§ Working data
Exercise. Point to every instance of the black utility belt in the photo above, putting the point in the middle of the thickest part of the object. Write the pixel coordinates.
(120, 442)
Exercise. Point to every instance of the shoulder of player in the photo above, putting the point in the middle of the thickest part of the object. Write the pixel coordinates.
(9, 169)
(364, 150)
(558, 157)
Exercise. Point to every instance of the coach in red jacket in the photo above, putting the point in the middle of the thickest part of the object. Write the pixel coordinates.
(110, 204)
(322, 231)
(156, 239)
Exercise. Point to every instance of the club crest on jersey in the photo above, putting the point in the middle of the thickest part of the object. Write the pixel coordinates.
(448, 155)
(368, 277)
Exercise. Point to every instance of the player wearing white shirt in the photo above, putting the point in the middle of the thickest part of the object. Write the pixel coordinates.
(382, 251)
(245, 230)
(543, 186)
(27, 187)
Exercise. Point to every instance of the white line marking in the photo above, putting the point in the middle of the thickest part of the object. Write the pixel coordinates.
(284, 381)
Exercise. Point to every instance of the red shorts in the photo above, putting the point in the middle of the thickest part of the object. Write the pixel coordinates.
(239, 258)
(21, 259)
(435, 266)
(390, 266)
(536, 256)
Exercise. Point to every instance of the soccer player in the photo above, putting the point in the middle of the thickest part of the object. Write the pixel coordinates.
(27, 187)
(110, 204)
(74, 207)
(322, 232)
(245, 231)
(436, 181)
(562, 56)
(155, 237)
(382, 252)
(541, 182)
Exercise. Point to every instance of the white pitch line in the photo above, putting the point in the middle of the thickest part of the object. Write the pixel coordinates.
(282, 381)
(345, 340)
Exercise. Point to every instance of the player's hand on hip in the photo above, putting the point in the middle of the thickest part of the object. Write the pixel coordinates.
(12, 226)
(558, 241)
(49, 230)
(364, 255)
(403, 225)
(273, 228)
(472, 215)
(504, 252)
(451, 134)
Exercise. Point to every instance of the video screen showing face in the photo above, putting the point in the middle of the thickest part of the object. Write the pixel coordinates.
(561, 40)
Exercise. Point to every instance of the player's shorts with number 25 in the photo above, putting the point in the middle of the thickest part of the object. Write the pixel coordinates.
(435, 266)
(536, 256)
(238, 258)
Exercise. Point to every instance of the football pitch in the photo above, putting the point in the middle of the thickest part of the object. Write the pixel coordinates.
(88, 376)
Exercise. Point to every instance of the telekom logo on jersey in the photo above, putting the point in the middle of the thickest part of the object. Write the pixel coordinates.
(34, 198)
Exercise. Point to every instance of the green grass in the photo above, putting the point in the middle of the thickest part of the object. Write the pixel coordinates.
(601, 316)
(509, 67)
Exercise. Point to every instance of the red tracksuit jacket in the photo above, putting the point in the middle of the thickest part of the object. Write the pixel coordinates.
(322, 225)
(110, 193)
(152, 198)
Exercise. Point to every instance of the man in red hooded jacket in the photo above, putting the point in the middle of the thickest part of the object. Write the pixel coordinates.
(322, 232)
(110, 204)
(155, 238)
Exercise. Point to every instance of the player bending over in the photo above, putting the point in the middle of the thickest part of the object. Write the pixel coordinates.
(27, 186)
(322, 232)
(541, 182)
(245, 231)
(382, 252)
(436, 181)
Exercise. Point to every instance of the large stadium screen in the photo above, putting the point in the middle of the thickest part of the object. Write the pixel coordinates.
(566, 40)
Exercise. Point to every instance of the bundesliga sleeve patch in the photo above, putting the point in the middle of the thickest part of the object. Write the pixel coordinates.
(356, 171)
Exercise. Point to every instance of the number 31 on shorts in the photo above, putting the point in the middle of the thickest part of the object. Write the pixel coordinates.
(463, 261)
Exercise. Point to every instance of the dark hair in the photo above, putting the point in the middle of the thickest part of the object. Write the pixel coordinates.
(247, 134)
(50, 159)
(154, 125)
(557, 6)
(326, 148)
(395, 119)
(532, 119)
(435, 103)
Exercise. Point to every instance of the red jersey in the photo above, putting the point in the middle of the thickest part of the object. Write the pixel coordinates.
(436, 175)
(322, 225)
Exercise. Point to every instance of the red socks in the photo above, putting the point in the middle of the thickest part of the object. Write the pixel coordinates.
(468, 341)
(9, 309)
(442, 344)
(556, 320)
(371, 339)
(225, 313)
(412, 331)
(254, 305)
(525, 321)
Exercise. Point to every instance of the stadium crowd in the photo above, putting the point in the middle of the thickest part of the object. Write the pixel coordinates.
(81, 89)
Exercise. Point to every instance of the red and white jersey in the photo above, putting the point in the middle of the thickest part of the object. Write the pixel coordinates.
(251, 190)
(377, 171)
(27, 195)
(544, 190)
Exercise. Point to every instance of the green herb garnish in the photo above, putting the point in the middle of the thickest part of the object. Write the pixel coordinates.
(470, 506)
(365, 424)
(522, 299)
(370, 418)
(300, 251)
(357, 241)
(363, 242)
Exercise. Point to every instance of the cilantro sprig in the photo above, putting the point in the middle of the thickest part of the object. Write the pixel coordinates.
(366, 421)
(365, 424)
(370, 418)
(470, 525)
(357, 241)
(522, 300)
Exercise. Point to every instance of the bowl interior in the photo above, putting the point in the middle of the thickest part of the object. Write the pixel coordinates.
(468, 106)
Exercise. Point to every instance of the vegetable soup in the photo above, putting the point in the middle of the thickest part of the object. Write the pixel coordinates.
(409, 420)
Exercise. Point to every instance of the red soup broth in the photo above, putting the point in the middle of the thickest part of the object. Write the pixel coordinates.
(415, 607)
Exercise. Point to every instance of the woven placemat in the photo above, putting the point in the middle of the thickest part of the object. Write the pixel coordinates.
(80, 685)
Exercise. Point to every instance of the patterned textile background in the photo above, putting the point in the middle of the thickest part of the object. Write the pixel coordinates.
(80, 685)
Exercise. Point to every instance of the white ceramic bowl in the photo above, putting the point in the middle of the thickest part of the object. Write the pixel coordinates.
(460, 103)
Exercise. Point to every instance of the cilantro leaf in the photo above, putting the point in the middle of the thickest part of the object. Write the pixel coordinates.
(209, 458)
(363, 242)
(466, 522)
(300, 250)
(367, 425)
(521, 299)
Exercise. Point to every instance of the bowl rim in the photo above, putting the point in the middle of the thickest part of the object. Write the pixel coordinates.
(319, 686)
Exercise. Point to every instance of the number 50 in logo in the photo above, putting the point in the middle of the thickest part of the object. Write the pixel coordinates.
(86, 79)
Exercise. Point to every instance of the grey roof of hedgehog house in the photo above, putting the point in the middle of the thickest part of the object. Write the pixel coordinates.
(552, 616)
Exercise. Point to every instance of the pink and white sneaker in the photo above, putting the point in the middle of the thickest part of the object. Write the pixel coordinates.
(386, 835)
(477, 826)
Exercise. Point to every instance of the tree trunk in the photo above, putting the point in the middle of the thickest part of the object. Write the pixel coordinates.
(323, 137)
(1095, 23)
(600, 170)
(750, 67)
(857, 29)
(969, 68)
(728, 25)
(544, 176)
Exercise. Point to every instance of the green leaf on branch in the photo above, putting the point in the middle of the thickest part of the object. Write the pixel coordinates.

§ Problem statement
Exactly as written, restate every record in the listing.

§ Exercise result
Exercise. Point to every instance of the black utility belt in the photo above, putting the point in the middle of the thickest part of the object. Write the pixel coordinates.
(120, 442)
Exercise. Point to every instance of the shoulder of player in the photo above, putting the point in the middle of the thickest part of the object. Write the pixel coordinates.
(9, 169)
(364, 150)
(558, 157)
Exercise. Point to every instance of the coach in red jacket in the photo above, putting the point in the middle of the thickest part of the object. Write the pixel coordinates.
(110, 204)
(322, 231)
(156, 239)
Exercise. Point to every instance of the club crest on jersey in the photo above, putting the point in the middle of the thickest part of the object. Write the pixel coordinates.
(448, 155)
(368, 277)
Exercise. Point to every instance of the player wearing white shirt in the photo above, putting the point in the middle of the thickest part of the object. Write the pixel coordinates.
(382, 251)
(245, 230)
(543, 186)
(27, 187)
Exercise. Point to every instance of the white line marking in the photo above, putting the point in the middle of the thickest part of the object. Write the pixel coordinates.
(284, 381)
Exercise. Point to every instance of the red shorts in the photo above, putting the point in the middle of the thickest part of the object. Write the pixel coordinates.
(239, 258)
(21, 259)
(435, 266)
(390, 266)
(536, 256)
Exercise. Point to every instance of the soccer player in the photo above, putting the point in the middle of the thickest part of the object. Write the pixel coordinates.
(27, 187)
(110, 204)
(74, 207)
(322, 232)
(245, 231)
(436, 181)
(562, 56)
(155, 237)
(382, 252)
(541, 182)
Exercise. Point to every instance of the white pitch line in the photo above, putting the point in the middle of the thickest part of the object. Write the pixel coordinates.
(282, 381)
(345, 340)
Exercise. Point to every instance of the player's hand on hip in the photo above, putting the point in the middle of the thickest part of the object. Write the pixel coordinates.
(12, 226)
(558, 241)
(49, 230)
(364, 255)
(403, 225)
(273, 228)
(472, 215)
(504, 252)
(451, 134)
Exercise. Point to every instance of the video screen showing face in the photo above, putting the point in the middle of the thickest part of the object. Write the pixel coordinates.
(561, 40)
Exercise. Point to every instance of the player's shorts with number 25 in the photo above, putting the point in the middle of the thickest part of the object. Write the pixel coordinates.
(435, 266)
(536, 256)
(238, 258)
Exercise. Point to every instance of the football pitch in the photo above, putting the point in the middle of the thickest part of the object. Write the pixel coordinates.
(88, 376)
Exercise. Point to every instance of the telekom logo on jersey in the photo above, putting the point in the middle of the thickest part of the object. Write the pixel coordinates.
(34, 198)
Exercise. Point to every instance of the green grass in the photo above, putting the point in the middle of the thickest part of the object. Write the pixel coordinates.
(601, 316)
(509, 67)
Exercise. Point to every instance of the red tracksuit jacket in the photo above, putting the point in the middle of the thickest part of the object. Write the pixel coordinates.
(322, 225)
(110, 193)
(152, 198)
Exercise. Point to every instance of the man in red hooded jacket in the photo above, putting the point in the middle of the thickest part of the object. Write the pixel coordinates.
(322, 232)
(110, 204)
(155, 238)
Exercise. Point to every instance of the player bending over in the photo above, putting the point in the middle of the thickest part of the object. Write the pixel coordinates.
(27, 186)
(322, 232)
(541, 182)
(245, 231)
(382, 252)
(436, 181)
Exercise. Point to every instance of the large stadium screen in the photo above, putting the point in the middle of the thickest part of the object. Write the pixel coordinates.
(566, 40)
Exercise. Point to every instance of the bundesliga sleeve patch in the photo above, putting the point in the middle of the thickest part of the object. Write the pixel coordinates.
(356, 171)
Exercise. Point to every instance of the number 31 on shorts in the photo above, putting the point in the middle of the thickest part of the object. Write the pixel coordinates.
(463, 261)
Exercise. Point to every instance of the dark hair in the photo above, putting the point in the middle of the thickest part of the object. Write the pixel coordinates.
(247, 134)
(50, 159)
(154, 125)
(557, 6)
(326, 148)
(395, 119)
(532, 119)
(435, 103)
Exercise. Point to every instance of the red jersey in the photo above, putting the point in the middle of the thickest part of the object. Write the pixel coordinates.
(436, 175)
(322, 225)
Exercise. Point to every instance of the red socks in the photo above, putting the point in the middle of the thickest part of the object. Write the pixel coordinates.
(468, 341)
(9, 309)
(442, 344)
(556, 320)
(371, 339)
(225, 313)
(412, 331)
(254, 305)
(525, 321)
Exercise. Point to every instance of the stadium crowd in the photo above, putting the point in the middle of the thickest part of the object. Write the pixel coordinates.
(81, 89)
Exercise. Point to every instance of the red and white jersey in the photo above, putting the point in the middle of the thickest part of the object. Write the pixel coordinates.
(251, 190)
(377, 171)
(27, 195)
(544, 190)
Exercise. Point to every instance of the green herb garnish in the photo above, putting the point in the middle of the thickest part of the object. Write the pixel coordinates.
(470, 506)
(365, 424)
(522, 299)
(370, 418)
(300, 251)
(357, 241)
(363, 242)
Exercise. Point to every instance of the cilantro sprig in the photo above, putting the point in the middle of the thickest part of the object. Write the pixel coordinates.
(366, 421)
(365, 424)
(370, 418)
(470, 525)
(357, 241)
(522, 300)
Exercise. Point to every instance of the bowl interior in the photo above, putting the point in the middle of the thickest part of the object. Write the pixel coordinates.
(468, 106)
Exercise. Point to every instance of the vegetable soup in the photo above, putting the point in the middle of the thickest part of the object. Write the pixel coordinates.
(409, 420)
Exercise. Point to every instance of the red soup broth in the photo above, putting the point in the middle of the thickest part of the object. Write the pixel coordinates.
(415, 607)
Exercise. Point to every instance of the woven placemat in the photo above, putting the point in the middle of the thickest part of the object. Write the pixel coordinates.
(80, 685)
Exercise. Point to every instance of the patterned textile background in the photo above, putting the point in the middle of the thickest part of the object. Write the pixel coordinates.
(80, 685)
Exercise. Point to every instance of the white ceramic bowl in the photo above, putting the point in the middle of the thickest part of the object. Write the pixel coordinates.
(460, 103)
Exercise. Point to every instance of the cilantro leaf in the photo above, putting the point in the middle of the thickest part of the object. Write the pixel coordinates.
(209, 458)
(363, 242)
(466, 522)
(300, 250)
(367, 425)
(521, 299)
Exercise. Point to every instance of the bowl rim in the photo above, putting the point in the middle of the thickest part of the object. Write the pixel coordinates.
(319, 686)
Exercise. Point to every instance of the number 50 in logo in the photo above, putting the point in the middle of the thickest part of the object. Write the pixel coordinates.
(86, 79)
Exercise. Point to every instance of the grey roof of hedgehog house in the photo above, putting the point in the middle of the thickest part of the object. Write the pixel coordinates.
(552, 616)
Exercise. Point to every instance of the pink and white sneaker in the photo above, putting the point in the middle of the thickest part of the object. Write the pixel coordinates.
(386, 835)
(477, 826)
Exercise. Point to every instance of the tree trunk in the photo above, putting the point in the middle of the thickest part of the object. Write the pixel coordinates.
(323, 137)
(1095, 23)
(600, 170)
(750, 67)
(857, 29)
(969, 68)
(728, 25)
(544, 176)
Exercise. Point to every instance of the green leaf on branch in the photo above, putting the point in the middle of the thickest part of the object. Write the pixel coordinates.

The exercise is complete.